WRITTEN REQUEST
Copy out, word for word, the data from its very beginning through the line that contains "121L81 116L78 118L63", including that line. Leave the pictures out.

Items from a dataset
··········
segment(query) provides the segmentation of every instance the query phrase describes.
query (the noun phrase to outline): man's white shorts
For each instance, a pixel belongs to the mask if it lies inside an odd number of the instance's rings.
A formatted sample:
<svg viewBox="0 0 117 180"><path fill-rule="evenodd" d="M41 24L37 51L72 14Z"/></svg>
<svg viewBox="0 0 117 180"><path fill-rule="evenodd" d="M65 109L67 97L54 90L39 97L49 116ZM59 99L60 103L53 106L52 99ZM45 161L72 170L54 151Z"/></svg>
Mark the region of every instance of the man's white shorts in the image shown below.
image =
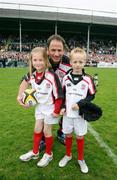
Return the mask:
<svg viewBox="0 0 117 180"><path fill-rule="evenodd" d="M63 116L63 133L71 134L73 131L77 136L85 135L87 133L87 121L81 116L78 118Z"/></svg>

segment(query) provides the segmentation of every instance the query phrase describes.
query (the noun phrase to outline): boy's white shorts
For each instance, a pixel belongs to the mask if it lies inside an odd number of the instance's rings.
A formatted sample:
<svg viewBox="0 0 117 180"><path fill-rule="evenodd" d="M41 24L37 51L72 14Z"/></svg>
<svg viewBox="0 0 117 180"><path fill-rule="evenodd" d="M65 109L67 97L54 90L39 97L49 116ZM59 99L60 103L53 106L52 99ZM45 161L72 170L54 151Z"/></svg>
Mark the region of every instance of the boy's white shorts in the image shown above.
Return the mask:
<svg viewBox="0 0 117 180"><path fill-rule="evenodd" d="M35 112L35 119L37 121L39 121L39 120L42 121L43 120L43 122L45 124L58 124L58 122L59 122L59 117L55 118L55 117L53 117L52 114L46 115L46 114L43 114L40 111Z"/></svg>
<svg viewBox="0 0 117 180"><path fill-rule="evenodd" d="M87 133L87 121L81 116L78 118L63 116L63 133L71 134L73 131L77 136L85 135Z"/></svg>

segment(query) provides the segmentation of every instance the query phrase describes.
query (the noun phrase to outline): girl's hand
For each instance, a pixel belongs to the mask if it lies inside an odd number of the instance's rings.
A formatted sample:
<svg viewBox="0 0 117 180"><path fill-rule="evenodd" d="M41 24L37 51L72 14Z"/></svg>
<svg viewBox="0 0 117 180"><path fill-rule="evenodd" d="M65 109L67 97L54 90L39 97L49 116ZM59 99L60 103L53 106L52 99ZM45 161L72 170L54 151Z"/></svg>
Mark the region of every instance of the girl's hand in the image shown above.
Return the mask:
<svg viewBox="0 0 117 180"><path fill-rule="evenodd" d="M56 113L54 113L54 112L53 112L53 114L52 114L52 115L53 115L53 117L55 117L55 118L57 118L57 117L59 117L59 116L60 116L59 114L56 114Z"/></svg>
<svg viewBox="0 0 117 180"><path fill-rule="evenodd" d="M18 102L22 107L24 107L24 108L29 108L28 105L26 105L26 104L24 104L24 103L22 102L22 97L21 97L21 96L17 96L17 102Z"/></svg>
<svg viewBox="0 0 117 180"><path fill-rule="evenodd" d="M61 111L60 111L60 115L64 115L65 114L65 108L63 108L63 109L61 109Z"/></svg>
<svg viewBox="0 0 117 180"><path fill-rule="evenodd" d="M76 111L76 110L78 110L78 109L79 109L78 104L73 104L73 105L72 105L72 110Z"/></svg>

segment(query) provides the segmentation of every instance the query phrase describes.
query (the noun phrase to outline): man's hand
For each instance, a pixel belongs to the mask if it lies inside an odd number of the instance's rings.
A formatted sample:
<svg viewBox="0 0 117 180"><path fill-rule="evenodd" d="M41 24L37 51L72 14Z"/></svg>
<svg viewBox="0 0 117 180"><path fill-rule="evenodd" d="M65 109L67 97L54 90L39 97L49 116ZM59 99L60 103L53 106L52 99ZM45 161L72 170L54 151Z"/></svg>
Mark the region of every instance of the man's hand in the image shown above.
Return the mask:
<svg viewBox="0 0 117 180"><path fill-rule="evenodd" d="M72 105L72 110L76 111L76 110L78 110L78 109L79 109L78 104L73 104L73 105Z"/></svg>
<svg viewBox="0 0 117 180"><path fill-rule="evenodd" d="M28 105L26 105L26 104L24 104L23 102L22 102L22 97L21 96L17 96L17 102L22 106L22 107L24 107L24 108L29 108L29 106Z"/></svg>

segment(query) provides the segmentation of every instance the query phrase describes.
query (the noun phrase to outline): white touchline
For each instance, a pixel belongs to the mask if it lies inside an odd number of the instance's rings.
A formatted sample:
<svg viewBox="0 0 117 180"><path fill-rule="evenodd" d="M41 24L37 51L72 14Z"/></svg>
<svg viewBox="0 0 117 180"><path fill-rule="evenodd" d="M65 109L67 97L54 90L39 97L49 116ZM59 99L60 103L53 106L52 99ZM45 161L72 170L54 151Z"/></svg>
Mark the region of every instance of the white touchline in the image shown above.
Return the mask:
<svg viewBox="0 0 117 180"><path fill-rule="evenodd" d="M91 126L91 124L89 123L88 123L88 130L95 137L100 147L104 148L107 155L112 158L113 163L117 165L117 155L112 152L111 148L103 141L103 139L100 137L97 131L95 131L93 127Z"/></svg>

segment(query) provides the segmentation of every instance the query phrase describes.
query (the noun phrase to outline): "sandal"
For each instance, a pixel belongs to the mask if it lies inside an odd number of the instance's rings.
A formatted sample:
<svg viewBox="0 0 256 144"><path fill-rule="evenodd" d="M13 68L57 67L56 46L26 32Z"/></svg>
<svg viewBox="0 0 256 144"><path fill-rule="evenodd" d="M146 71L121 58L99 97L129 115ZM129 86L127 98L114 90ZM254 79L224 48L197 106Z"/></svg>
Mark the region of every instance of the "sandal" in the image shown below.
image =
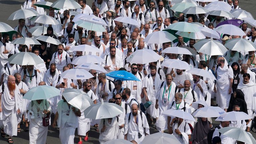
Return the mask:
<svg viewBox="0 0 256 144"><path fill-rule="evenodd" d="M13 141L12 140L12 138L8 138L8 141L7 141L8 143L9 144L13 144Z"/></svg>
<svg viewBox="0 0 256 144"><path fill-rule="evenodd" d="M17 129L17 132L19 133L21 132L21 129L20 129L20 128L18 128L18 129Z"/></svg>

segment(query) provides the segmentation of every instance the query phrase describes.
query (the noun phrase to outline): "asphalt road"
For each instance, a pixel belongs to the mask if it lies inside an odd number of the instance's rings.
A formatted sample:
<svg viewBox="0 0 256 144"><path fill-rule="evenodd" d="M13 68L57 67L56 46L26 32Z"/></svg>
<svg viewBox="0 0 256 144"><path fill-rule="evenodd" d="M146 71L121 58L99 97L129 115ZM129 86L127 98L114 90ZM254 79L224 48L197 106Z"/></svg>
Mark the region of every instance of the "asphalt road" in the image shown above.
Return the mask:
<svg viewBox="0 0 256 144"><path fill-rule="evenodd" d="M55 1L50 0L50 2ZM15 21L7 21L10 15L13 12L20 9L20 6L23 5L25 1L24 0L0 0L0 22L7 23L11 27L14 27L18 25L18 20ZM87 4L91 6L93 1L87 1ZM255 18L256 18L256 1L255 0L240 0L239 5L243 9L250 12ZM219 123L218 122L213 122L214 126L218 125ZM14 143L28 144L29 143L28 132L24 131L22 129L25 127L24 125L21 125L22 131L18 133L17 136L13 138ZM89 132L89 141L83 142L84 144L98 144L98 138L99 134L95 131L95 128L91 127L91 130ZM152 134L158 132L156 130L152 127L150 127L150 133ZM251 133L255 138L256 138L255 133ZM60 141L59 139L58 129L54 129L51 127L49 127L48 131L47 143L48 144L59 144ZM75 143L78 142L78 137L77 131L75 135L76 136L74 139ZM3 138L0 137L0 144L7 143L7 139Z"/></svg>

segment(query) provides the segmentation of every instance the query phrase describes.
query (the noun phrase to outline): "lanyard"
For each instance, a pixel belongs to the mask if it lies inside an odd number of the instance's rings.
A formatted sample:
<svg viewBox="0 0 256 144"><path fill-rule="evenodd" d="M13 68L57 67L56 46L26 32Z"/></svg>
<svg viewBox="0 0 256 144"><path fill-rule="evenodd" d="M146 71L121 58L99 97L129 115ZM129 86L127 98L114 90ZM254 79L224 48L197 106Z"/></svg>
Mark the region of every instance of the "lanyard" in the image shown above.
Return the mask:
<svg viewBox="0 0 256 144"><path fill-rule="evenodd" d="M251 64L252 64L252 62L253 62L253 60L254 60L254 58L255 58L255 55L253 55L253 59L252 59L252 60L251 59L251 58L250 58L250 60L251 60Z"/></svg>
<svg viewBox="0 0 256 144"><path fill-rule="evenodd" d="M170 93L171 92L171 89L172 88L172 85L171 85L171 86L170 87L170 88L169 89L169 94L168 95L168 101L169 101L169 97L170 97ZM164 92L163 93L163 99L164 98L164 93L165 92L165 86L166 85L164 85ZM166 92L168 91L168 89L167 89L167 91L166 91Z"/></svg>
<svg viewBox="0 0 256 144"><path fill-rule="evenodd" d="M177 104L176 104L176 110L179 109L179 107L180 106L180 104L181 103L181 102L178 105L178 107L177 107Z"/></svg>

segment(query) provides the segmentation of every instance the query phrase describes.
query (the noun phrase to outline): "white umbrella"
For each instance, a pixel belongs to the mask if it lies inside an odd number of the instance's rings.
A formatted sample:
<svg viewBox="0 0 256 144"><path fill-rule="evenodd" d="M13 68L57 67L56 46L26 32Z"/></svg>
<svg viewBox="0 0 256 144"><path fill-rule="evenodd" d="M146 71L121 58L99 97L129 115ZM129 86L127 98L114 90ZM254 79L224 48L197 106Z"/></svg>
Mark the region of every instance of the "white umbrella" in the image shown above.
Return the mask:
<svg viewBox="0 0 256 144"><path fill-rule="evenodd" d="M188 121L196 121L192 115L183 110L170 109L165 111L163 114L170 117L177 117Z"/></svg>
<svg viewBox="0 0 256 144"><path fill-rule="evenodd" d="M183 11L182 13L185 14L205 14L209 12L206 8L201 6L193 6L187 8Z"/></svg>
<svg viewBox="0 0 256 144"><path fill-rule="evenodd" d="M72 62L72 64L78 65L84 63L99 63L103 61L104 60L99 56L93 55L87 55L78 57Z"/></svg>
<svg viewBox="0 0 256 144"><path fill-rule="evenodd" d="M194 39L201 39L206 38L204 34L200 32L190 32L178 31L175 34L182 37Z"/></svg>
<svg viewBox="0 0 256 144"><path fill-rule="evenodd" d="M220 35L218 32L212 29L208 28L208 27L200 27L198 28L201 30L201 32L205 36L208 37L212 38L217 39L220 38Z"/></svg>
<svg viewBox="0 0 256 144"><path fill-rule="evenodd" d="M11 26L5 23L0 22L0 32L8 32L14 30Z"/></svg>
<svg viewBox="0 0 256 144"><path fill-rule="evenodd" d="M38 56L34 53L28 52L21 52L14 54L9 58L7 60L9 63L22 66L35 65L44 62Z"/></svg>
<svg viewBox="0 0 256 144"><path fill-rule="evenodd" d="M41 45L41 44L37 40L33 38L27 37L17 38L12 42L13 44L20 44L23 45L36 44Z"/></svg>
<svg viewBox="0 0 256 144"><path fill-rule="evenodd" d="M92 52L100 52L98 48L87 44L74 46L70 48L70 50L73 51L81 51Z"/></svg>
<svg viewBox="0 0 256 144"><path fill-rule="evenodd" d="M192 68L187 72L191 74L201 76L211 79L216 80L216 78L211 72L210 72L203 69L199 69L196 68Z"/></svg>
<svg viewBox="0 0 256 144"><path fill-rule="evenodd" d="M237 19L243 20L243 18L251 18L254 19L250 13L242 9L235 9L230 11L230 13Z"/></svg>
<svg viewBox="0 0 256 144"><path fill-rule="evenodd" d="M228 40L224 46L230 50L238 52L256 51L256 45L251 41L243 38L242 37Z"/></svg>
<svg viewBox="0 0 256 144"><path fill-rule="evenodd" d="M243 18L243 19L252 26L256 26L256 20L247 17Z"/></svg>
<svg viewBox="0 0 256 144"><path fill-rule="evenodd" d="M244 112L232 111L220 115L215 120L220 121L240 121L251 118L252 118L248 114Z"/></svg>
<svg viewBox="0 0 256 144"><path fill-rule="evenodd" d="M132 143L124 139L117 139L107 141L103 144L132 144Z"/></svg>
<svg viewBox="0 0 256 144"><path fill-rule="evenodd" d="M239 36L243 36L246 35L242 29L236 26L230 24L221 25L215 28L214 30L220 34L223 33Z"/></svg>
<svg viewBox="0 0 256 144"><path fill-rule="evenodd" d="M179 22L172 24L168 28L173 30L183 32L198 32L200 31L197 27L185 22Z"/></svg>
<svg viewBox="0 0 256 144"><path fill-rule="evenodd" d="M79 89L66 88L62 93L62 95L68 103L81 112L94 104L88 94Z"/></svg>
<svg viewBox="0 0 256 144"><path fill-rule="evenodd" d="M153 50L144 49L137 50L133 52L126 58L126 61L130 63L145 64L156 62L161 57Z"/></svg>
<svg viewBox="0 0 256 144"><path fill-rule="evenodd" d="M26 19L38 14L37 11L32 9L23 9L21 6L21 9L12 13L7 20L14 20L20 19Z"/></svg>
<svg viewBox="0 0 256 144"><path fill-rule="evenodd" d="M84 63L75 67L75 68L84 69L87 71L91 69L96 70L98 72L107 73L107 71L101 66L92 63Z"/></svg>
<svg viewBox="0 0 256 144"><path fill-rule="evenodd" d="M144 39L147 44L162 43L172 41L177 38L166 31L159 31L152 33Z"/></svg>
<svg viewBox="0 0 256 144"><path fill-rule="evenodd" d="M164 144L170 143L181 144L174 135L161 132L148 135L141 143L141 144Z"/></svg>
<svg viewBox="0 0 256 144"><path fill-rule="evenodd" d="M162 66L169 68L174 68L180 70L190 69L189 65L186 62L179 59L168 59L163 62Z"/></svg>
<svg viewBox="0 0 256 144"><path fill-rule="evenodd" d="M219 41L211 39L203 39L193 45L198 52L211 56L222 55L228 50Z"/></svg>
<svg viewBox="0 0 256 144"><path fill-rule="evenodd" d="M43 30L43 34L46 34L47 33L47 27L43 26L34 27L30 29L28 29L28 31L31 33L32 36L40 36L41 35ZM53 31L53 34L56 36L58 34L54 31Z"/></svg>
<svg viewBox="0 0 256 144"><path fill-rule="evenodd" d="M136 20L129 17L120 16L115 18L114 20L135 26L139 26L139 24Z"/></svg>
<svg viewBox="0 0 256 144"><path fill-rule="evenodd" d="M34 38L37 40L39 40L55 45L59 45L60 44L61 44L61 43L60 42L60 41L53 38L52 38L50 36L41 35L35 37Z"/></svg>
<svg viewBox="0 0 256 144"><path fill-rule="evenodd" d="M232 18L234 16L229 12L222 10L214 10L209 13L209 15L220 16L227 18Z"/></svg>
<svg viewBox="0 0 256 144"><path fill-rule="evenodd" d="M210 3L204 7L208 9L208 10L210 11L213 10L210 10L210 9L209 9L209 8L210 7L212 7L213 8L214 7L216 7L216 9L215 10L218 10L217 9L218 9L219 8L223 8L224 9L223 10L225 10L224 11L227 12L229 12L230 10L232 9L231 6L228 4L227 3L222 1L216 1Z"/></svg>
<svg viewBox="0 0 256 144"><path fill-rule="evenodd" d="M112 118L123 113L123 108L113 103L101 102L89 106L84 111L84 117L94 119Z"/></svg>
<svg viewBox="0 0 256 144"><path fill-rule="evenodd" d="M219 107L205 106L198 109L192 115L195 117L216 117L225 112L224 110Z"/></svg>
<svg viewBox="0 0 256 144"><path fill-rule="evenodd" d="M247 144L255 144L256 140L249 132L242 128L225 127L218 130L222 134Z"/></svg>
<svg viewBox="0 0 256 144"><path fill-rule="evenodd" d="M67 70L60 75L63 78L72 79L86 79L93 77L91 73L85 70L81 69L70 69Z"/></svg>
<svg viewBox="0 0 256 144"><path fill-rule="evenodd" d="M166 53L174 53L192 55L192 54L187 49L178 47L168 47L164 49L164 50L162 51L162 52Z"/></svg>
<svg viewBox="0 0 256 144"><path fill-rule="evenodd" d="M74 0L58 0L52 4L52 7L58 9L76 9L82 7Z"/></svg>

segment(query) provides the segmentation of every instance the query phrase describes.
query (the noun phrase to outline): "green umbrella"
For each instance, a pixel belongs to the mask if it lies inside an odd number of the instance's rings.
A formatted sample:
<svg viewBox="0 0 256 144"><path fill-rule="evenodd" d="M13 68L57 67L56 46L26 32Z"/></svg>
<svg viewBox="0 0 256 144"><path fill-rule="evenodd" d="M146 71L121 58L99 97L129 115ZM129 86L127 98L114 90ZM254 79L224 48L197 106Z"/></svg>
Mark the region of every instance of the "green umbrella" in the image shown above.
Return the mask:
<svg viewBox="0 0 256 144"><path fill-rule="evenodd" d="M178 12L182 12L187 8L189 7L194 7L195 5L193 4L188 2L181 2L173 6L171 8L171 9L173 11Z"/></svg>
<svg viewBox="0 0 256 144"><path fill-rule="evenodd" d="M60 92L60 90L51 86L39 86L31 88L23 98L31 100L46 99L59 95Z"/></svg>

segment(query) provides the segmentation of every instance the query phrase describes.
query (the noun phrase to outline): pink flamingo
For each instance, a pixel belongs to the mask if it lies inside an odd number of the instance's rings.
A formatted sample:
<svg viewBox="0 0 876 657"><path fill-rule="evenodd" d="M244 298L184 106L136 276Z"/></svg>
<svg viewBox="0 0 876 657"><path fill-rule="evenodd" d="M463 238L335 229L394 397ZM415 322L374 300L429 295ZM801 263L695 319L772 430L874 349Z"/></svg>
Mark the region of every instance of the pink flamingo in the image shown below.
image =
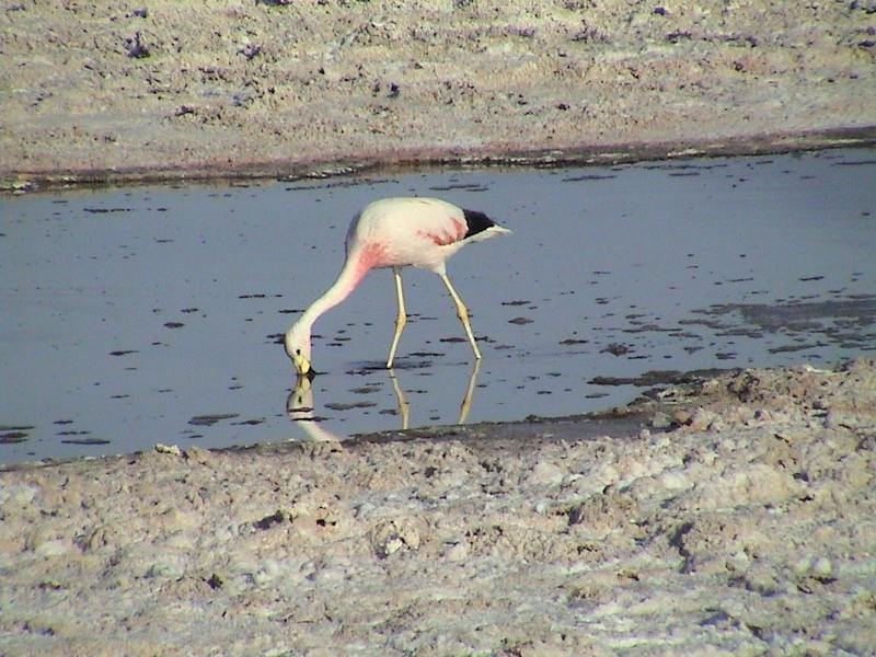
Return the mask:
··········
WRITTEN RESPONSE
segment(query) provides the segmentation of every instance the query phrase describes.
query (the noun phrase to outline): man's white shorts
For each instance, a pixel belongs to the mask if it lies inside an odd number of the instance's rings.
A formatted sample:
<svg viewBox="0 0 117 180"><path fill-rule="evenodd" d="M41 24L37 51L72 14Z"/></svg>
<svg viewBox="0 0 117 180"><path fill-rule="evenodd" d="M65 109L67 97L54 90L39 97L49 116ZM59 99L60 103L53 106L52 99ZM45 161L72 170L54 151Z"/></svg>
Mark the region of every instance of the man's white shorts in the image shown below.
image =
Return the mask:
<svg viewBox="0 0 117 180"><path fill-rule="evenodd" d="M63 116L63 133L71 134L73 131L77 136L85 135L87 133L87 121L81 116L78 118Z"/></svg>

segment(query) provides the segmentation of every instance the query phrase describes.
query (the noun phrase to outline): boy's white shorts
For each instance, a pixel belongs to the mask if it lies inside an odd number of the instance's rings.
A formatted sample:
<svg viewBox="0 0 117 180"><path fill-rule="evenodd" d="M41 24L37 51L72 14Z"/></svg>
<svg viewBox="0 0 117 180"><path fill-rule="evenodd" d="M65 109L67 97L54 90L39 97L49 116ZM59 99L60 103L53 106L52 99ZM45 161L72 170L54 151Z"/></svg>
Mark the region of every instance of the boy's white shorts in the image shown above.
Return the mask:
<svg viewBox="0 0 117 180"><path fill-rule="evenodd" d="M35 112L35 119L37 121L39 121L39 120L42 121L43 120L43 122L45 124L58 124L58 122L59 122L59 117L55 118L55 117L53 117L52 114L46 115L46 114L43 114L40 111Z"/></svg>
<svg viewBox="0 0 117 180"><path fill-rule="evenodd" d="M87 133L87 121L81 116L78 118L63 116L63 133L71 134L73 131L77 136L85 135Z"/></svg>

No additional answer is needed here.